• _Work order_: Retype the Da-da blog posts below in full, keeping every word, capital letter, and punctuation mark unchanged.

• _Supplied text_:
- - -
Actually, aluminum foil helps to FOCUS UFO transmissions... which explains a lot.


Yes, It's a Da-da Advisory

Future parents take their child to The Cheesecake Factory, c. 2029.

Da-da was in a restaurant last night and saw a five-year-old kid being led out of said establishment BY WIRES -- the wires and power supply carried by grandparents, the wires connecting the kid's head to headphones and the iPad he was staring at like some creature out of DUNE. Welcome to Da-da's Tipping Point. Be advised: if Da-da sees you walking around the outside world like this...

...he WILL kick you in the butt. Or trip you into a wedding cake. Because, like love, kicking people -- people making silly ontological mistakes -- in the butt (metaphorically, or literally) is always the right response, and has been for 13 billion years.

Also be advised: if Da-da sees a kid walking around the outside world like this...

...he'll kick the parents in the butt. Legions of attorneys are already circling Da-da.

NOTE: re-reading this post has reminded Da-da that he needs to be seen reading ACTUAL BOOKS in front of his children, and not just laptop screens. Leading by example and all that.

That Thursday Morning Look of Parenthood

"YOU are going to school today, little man. You think Da-da spent three hours
on that clown make-up for nothing? THINK AGAIN.


It's Always Superlatives Week

Best incomprehensible front-door directions.

Well, That's Just Great

Must be Tuesday. Da-da's a giant Da-da-bug again. How do these things happen?
- - -
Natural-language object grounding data
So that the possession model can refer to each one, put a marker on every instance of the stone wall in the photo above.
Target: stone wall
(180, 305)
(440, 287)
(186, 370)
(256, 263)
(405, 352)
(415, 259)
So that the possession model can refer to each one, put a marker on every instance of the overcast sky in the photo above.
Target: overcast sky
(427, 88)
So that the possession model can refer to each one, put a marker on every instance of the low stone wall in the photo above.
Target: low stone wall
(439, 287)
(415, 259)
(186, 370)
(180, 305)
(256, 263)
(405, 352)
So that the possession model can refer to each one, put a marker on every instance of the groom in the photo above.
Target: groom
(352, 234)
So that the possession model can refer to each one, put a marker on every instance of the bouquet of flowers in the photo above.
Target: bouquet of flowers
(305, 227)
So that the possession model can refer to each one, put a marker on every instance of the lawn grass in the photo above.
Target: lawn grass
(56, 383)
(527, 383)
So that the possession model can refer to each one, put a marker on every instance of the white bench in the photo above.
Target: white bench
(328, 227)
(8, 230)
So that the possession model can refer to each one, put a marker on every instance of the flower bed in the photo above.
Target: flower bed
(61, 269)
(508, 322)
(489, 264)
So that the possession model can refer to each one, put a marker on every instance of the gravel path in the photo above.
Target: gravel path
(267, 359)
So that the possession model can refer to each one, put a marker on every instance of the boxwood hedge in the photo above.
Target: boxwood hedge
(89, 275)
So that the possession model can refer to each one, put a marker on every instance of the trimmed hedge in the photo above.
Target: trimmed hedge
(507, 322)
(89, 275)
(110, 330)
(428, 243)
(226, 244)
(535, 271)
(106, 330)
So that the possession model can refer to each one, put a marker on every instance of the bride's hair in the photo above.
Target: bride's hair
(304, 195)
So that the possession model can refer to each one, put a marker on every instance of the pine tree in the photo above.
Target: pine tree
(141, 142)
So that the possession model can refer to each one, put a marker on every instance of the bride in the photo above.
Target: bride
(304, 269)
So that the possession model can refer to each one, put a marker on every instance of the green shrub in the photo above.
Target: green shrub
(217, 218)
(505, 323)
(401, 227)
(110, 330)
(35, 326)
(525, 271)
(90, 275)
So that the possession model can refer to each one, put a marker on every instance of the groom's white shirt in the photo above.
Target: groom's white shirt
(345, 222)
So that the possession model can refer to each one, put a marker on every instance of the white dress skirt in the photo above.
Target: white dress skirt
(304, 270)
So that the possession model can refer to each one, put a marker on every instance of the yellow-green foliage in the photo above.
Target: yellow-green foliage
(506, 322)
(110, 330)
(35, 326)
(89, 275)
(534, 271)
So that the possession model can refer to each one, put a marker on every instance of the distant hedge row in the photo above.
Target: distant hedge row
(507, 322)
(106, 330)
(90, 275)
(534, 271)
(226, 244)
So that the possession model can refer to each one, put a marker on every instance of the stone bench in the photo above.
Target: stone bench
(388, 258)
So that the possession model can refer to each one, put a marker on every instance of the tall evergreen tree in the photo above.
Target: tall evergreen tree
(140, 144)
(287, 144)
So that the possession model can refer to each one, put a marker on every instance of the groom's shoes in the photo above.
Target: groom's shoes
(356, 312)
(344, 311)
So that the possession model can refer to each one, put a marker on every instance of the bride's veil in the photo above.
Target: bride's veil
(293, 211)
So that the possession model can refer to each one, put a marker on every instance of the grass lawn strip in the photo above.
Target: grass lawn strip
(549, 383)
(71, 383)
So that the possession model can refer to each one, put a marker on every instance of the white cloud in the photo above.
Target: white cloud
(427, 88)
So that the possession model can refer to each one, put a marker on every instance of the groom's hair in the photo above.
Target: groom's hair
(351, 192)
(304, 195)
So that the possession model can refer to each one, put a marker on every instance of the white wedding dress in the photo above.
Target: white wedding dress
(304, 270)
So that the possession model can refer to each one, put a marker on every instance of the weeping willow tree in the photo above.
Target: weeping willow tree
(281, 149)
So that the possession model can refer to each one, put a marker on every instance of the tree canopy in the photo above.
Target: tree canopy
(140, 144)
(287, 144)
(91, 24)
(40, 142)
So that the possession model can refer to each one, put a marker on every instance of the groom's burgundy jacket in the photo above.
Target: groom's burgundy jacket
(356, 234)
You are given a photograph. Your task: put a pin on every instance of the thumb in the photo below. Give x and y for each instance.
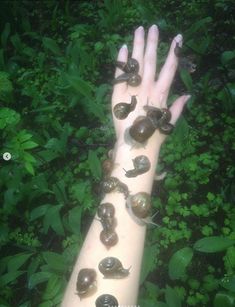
(177, 108)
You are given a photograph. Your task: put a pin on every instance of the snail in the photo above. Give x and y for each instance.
(108, 238)
(106, 300)
(114, 184)
(111, 267)
(144, 126)
(139, 206)
(86, 281)
(122, 109)
(141, 166)
(106, 214)
(130, 75)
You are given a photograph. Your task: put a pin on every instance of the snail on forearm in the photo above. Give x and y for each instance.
(130, 75)
(86, 282)
(141, 166)
(123, 109)
(112, 267)
(139, 208)
(106, 300)
(112, 184)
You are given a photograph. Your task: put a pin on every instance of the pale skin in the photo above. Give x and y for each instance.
(129, 249)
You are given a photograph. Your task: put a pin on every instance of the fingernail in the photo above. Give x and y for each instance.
(179, 40)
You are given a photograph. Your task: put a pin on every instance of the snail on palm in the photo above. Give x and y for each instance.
(130, 75)
(106, 300)
(108, 237)
(141, 166)
(139, 207)
(112, 184)
(86, 282)
(111, 267)
(123, 109)
(144, 126)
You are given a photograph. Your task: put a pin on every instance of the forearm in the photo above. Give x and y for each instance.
(129, 249)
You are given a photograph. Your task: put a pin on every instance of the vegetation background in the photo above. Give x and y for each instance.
(56, 67)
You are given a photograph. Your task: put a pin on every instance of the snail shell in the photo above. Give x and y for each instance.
(86, 281)
(122, 109)
(106, 300)
(108, 238)
(106, 210)
(141, 166)
(111, 267)
(142, 129)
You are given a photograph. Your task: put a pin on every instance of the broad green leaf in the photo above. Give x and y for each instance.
(55, 261)
(172, 298)
(75, 219)
(5, 34)
(227, 56)
(179, 262)
(16, 261)
(94, 164)
(187, 79)
(7, 278)
(54, 286)
(38, 212)
(213, 244)
(228, 282)
(38, 278)
(224, 300)
(149, 261)
(52, 45)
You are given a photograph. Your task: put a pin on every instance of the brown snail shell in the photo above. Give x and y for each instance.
(123, 109)
(86, 281)
(108, 238)
(141, 166)
(111, 267)
(106, 300)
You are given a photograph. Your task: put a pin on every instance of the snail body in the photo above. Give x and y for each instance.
(123, 109)
(111, 267)
(112, 184)
(106, 300)
(108, 237)
(139, 206)
(86, 281)
(141, 166)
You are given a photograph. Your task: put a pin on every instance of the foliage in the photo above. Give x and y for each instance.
(55, 120)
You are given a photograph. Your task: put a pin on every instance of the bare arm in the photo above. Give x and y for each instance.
(129, 249)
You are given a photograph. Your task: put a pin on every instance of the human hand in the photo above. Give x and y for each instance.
(150, 91)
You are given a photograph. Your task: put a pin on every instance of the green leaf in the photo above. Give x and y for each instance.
(224, 300)
(38, 278)
(54, 286)
(16, 261)
(38, 212)
(51, 45)
(94, 164)
(228, 282)
(172, 298)
(179, 261)
(213, 244)
(55, 261)
(227, 56)
(75, 220)
(187, 79)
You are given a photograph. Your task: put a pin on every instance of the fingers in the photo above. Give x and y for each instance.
(168, 70)
(177, 108)
(150, 58)
(138, 47)
(122, 57)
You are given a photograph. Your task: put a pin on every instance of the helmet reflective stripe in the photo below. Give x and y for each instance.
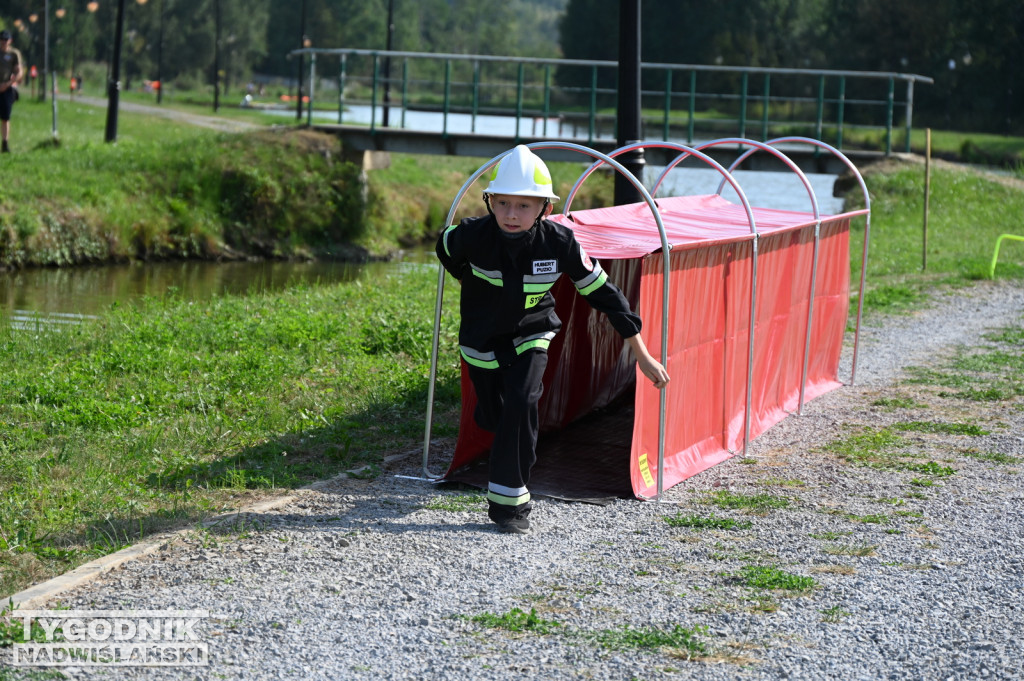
(507, 496)
(592, 282)
(488, 275)
(521, 173)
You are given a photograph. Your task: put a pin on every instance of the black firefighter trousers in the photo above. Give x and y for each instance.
(507, 406)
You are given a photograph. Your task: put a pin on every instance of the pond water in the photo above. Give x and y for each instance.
(62, 295)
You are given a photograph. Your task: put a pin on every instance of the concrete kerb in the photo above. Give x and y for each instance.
(41, 593)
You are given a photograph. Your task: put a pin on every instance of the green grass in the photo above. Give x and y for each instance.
(729, 500)
(991, 457)
(681, 640)
(169, 190)
(955, 254)
(160, 414)
(457, 503)
(517, 621)
(766, 577)
(706, 522)
(940, 428)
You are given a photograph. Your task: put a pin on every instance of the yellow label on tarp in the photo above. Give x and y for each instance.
(645, 470)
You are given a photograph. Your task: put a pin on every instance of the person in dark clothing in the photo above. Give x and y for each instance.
(10, 75)
(507, 262)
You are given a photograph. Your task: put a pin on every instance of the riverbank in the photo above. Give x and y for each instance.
(158, 415)
(178, 185)
(877, 536)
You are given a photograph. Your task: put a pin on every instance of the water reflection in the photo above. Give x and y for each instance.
(58, 293)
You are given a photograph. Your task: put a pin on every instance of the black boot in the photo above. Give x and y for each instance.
(511, 519)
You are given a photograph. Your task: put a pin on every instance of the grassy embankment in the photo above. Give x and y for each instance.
(160, 414)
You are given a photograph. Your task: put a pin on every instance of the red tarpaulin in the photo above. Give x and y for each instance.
(710, 309)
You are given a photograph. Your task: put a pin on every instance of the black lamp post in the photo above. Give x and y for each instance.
(387, 60)
(216, 55)
(302, 43)
(160, 55)
(114, 85)
(629, 99)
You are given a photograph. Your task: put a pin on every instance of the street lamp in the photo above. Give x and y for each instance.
(114, 85)
(160, 55)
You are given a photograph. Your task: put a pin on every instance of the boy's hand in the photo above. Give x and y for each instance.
(649, 367)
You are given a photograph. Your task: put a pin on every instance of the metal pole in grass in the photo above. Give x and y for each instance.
(928, 194)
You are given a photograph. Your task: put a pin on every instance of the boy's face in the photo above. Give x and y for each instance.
(517, 213)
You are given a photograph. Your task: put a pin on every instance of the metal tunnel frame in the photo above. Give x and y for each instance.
(727, 176)
(867, 229)
(814, 263)
(666, 248)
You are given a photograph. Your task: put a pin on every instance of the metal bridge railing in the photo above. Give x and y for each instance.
(680, 101)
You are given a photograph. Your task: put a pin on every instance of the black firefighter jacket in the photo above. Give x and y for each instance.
(506, 305)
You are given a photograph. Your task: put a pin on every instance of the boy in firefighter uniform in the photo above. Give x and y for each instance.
(507, 261)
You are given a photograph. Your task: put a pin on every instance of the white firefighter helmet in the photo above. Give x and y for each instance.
(521, 173)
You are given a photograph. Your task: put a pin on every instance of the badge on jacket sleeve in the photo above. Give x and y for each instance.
(587, 262)
(545, 266)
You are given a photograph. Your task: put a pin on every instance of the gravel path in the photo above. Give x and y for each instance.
(376, 580)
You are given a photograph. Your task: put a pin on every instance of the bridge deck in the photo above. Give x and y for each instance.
(361, 138)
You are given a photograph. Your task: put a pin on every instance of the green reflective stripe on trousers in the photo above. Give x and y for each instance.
(597, 284)
(508, 501)
(481, 362)
(538, 343)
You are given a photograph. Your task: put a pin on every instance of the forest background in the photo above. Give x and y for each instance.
(971, 48)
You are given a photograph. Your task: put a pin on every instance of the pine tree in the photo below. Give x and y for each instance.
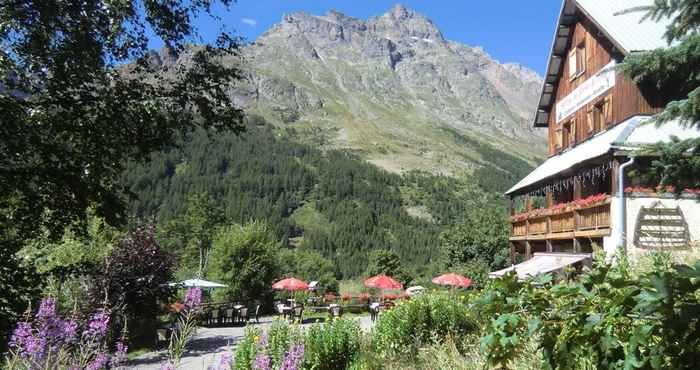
(674, 71)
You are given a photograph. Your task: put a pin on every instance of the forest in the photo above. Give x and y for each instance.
(331, 201)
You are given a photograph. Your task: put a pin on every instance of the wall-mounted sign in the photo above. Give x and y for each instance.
(590, 89)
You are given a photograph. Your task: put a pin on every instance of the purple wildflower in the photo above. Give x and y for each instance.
(47, 309)
(69, 329)
(262, 343)
(168, 365)
(262, 362)
(293, 358)
(193, 298)
(97, 326)
(23, 340)
(99, 362)
(225, 361)
(119, 357)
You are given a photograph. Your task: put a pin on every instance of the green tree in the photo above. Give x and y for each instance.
(245, 258)
(674, 72)
(80, 95)
(387, 263)
(191, 234)
(133, 282)
(309, 265)
(483, 235)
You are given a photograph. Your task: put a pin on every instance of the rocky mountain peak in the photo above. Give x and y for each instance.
(392, 88)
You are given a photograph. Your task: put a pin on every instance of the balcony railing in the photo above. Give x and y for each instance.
(591, 220)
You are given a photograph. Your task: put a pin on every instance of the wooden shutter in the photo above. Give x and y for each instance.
(590, 125)
(607, 110)
(572, 63)
(558, 139)
(581, 55)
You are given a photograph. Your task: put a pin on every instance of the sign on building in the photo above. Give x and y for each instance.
(586, 92)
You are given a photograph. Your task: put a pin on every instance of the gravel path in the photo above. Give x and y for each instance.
(208, 344)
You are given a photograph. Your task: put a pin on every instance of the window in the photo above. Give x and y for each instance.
(600, 115)
(568, 134)
(577, 60)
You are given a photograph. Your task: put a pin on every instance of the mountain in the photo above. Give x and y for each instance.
(393, 90)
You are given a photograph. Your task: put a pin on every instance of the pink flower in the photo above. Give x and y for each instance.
(193, 298)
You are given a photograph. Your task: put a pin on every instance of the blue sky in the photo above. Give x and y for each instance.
(510, 30)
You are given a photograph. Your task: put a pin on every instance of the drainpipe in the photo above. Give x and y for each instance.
(621, 218)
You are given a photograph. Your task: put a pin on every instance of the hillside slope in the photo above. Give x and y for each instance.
(392, 89)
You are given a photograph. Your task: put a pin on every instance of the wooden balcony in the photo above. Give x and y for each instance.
(584, 222)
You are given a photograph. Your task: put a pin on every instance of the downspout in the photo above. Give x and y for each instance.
(621, 217)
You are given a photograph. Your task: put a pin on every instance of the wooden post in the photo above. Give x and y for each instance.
(577, 189)
(528, 250)
(528, 203)
(613, 177)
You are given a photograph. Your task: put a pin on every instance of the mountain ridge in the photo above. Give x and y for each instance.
(389, 88)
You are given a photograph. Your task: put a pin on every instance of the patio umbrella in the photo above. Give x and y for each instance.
(383, 282)
(291, 284)
(453, 280)
(414, 290)
(197, 283)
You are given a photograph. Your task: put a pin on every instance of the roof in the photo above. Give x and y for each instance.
(651, 133)
(542, 263)
(595, 147)
(625, 31)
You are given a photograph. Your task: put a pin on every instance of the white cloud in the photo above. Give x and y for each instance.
(249, 21)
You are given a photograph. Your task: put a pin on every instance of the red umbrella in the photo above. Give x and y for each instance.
(452, 279)
(291, 284)
(383, 282)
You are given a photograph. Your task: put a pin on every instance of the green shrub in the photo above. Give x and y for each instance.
(247, 349)
(332, 345)
(425, 319)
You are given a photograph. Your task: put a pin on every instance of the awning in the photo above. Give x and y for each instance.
(542, 263)
(591, 148)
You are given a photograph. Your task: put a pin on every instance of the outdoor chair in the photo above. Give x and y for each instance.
(297, 313)
(336, 311)
(256, 313)
(243, 315)
(230, 316)
(162, 337)
(214, 317)
(374, 311)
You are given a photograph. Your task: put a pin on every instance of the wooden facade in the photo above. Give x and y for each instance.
(575, 229)
(623, 101)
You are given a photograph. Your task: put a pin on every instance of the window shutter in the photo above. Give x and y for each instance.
(559, 138)
(607, 110)
(572, 63)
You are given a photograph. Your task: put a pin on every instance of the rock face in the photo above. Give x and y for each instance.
(392, 88)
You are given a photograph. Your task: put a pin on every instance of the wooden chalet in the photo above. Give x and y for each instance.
(595, 119)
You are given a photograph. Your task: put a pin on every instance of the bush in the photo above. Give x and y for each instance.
(245, 258)
(133, 283)
(333, 345)
(425, 319)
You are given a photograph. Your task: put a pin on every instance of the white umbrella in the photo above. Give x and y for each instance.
(198, 283)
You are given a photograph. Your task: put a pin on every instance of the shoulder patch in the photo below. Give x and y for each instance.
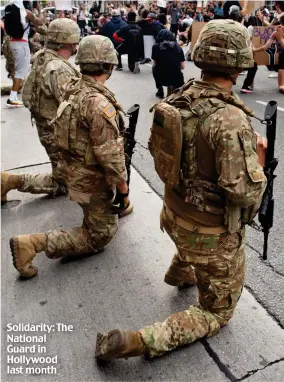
- - -
• _Solved problem_:
Actually, aluminum foil helps to FOCUS UFO transmissions... which explains a lot.


Yes, It's a Da-da Advisory

Future parents take their child to The Cheesecake Factory, c. 2029.

Da-da was in a restaurant last night and saw a five-year-old kid being led out of said establishment BY WIRES -- the wires and power supply carried by grandparents, the wires connecting the kid's head to headphones and the iPad he was staring at like some creature out of DUNE. Welcome to Da-da's Tipping Point. Be advised: if Da-da sees you walking around the outside world like this...

...he WILL kick you in the butt. Or trip you into a wedding cake. Because, like love, kicking people -- people making silly ontological mistakes -- in the butt (metaphorically, or literally) is always the right response, and has been for 13 billion years.

Also be advised: if Da-da sees a kid walking around the outside world like this...

...he'll kick the parents in the butt. Legions of attorneys are already circling Da-da.

NOTE: re-reading this post has reminded Da-da that he needs to be seen reading ACTUAL BOOKS in front of his children, and not just laptop screens. Leading by example and all that.

That Thursday Morning Look of Parenthood

"YOU are going to school today, little man. You think Da-da spent three hours
on that clown make-up for nothing? THINK AGAIN.


It's Always Superlatives Week

Best incomprehensible front-door directions.

Well, That's Just Great

Must be Tuesday. Da-da's a giant Da-da-bug again. How do these things happen?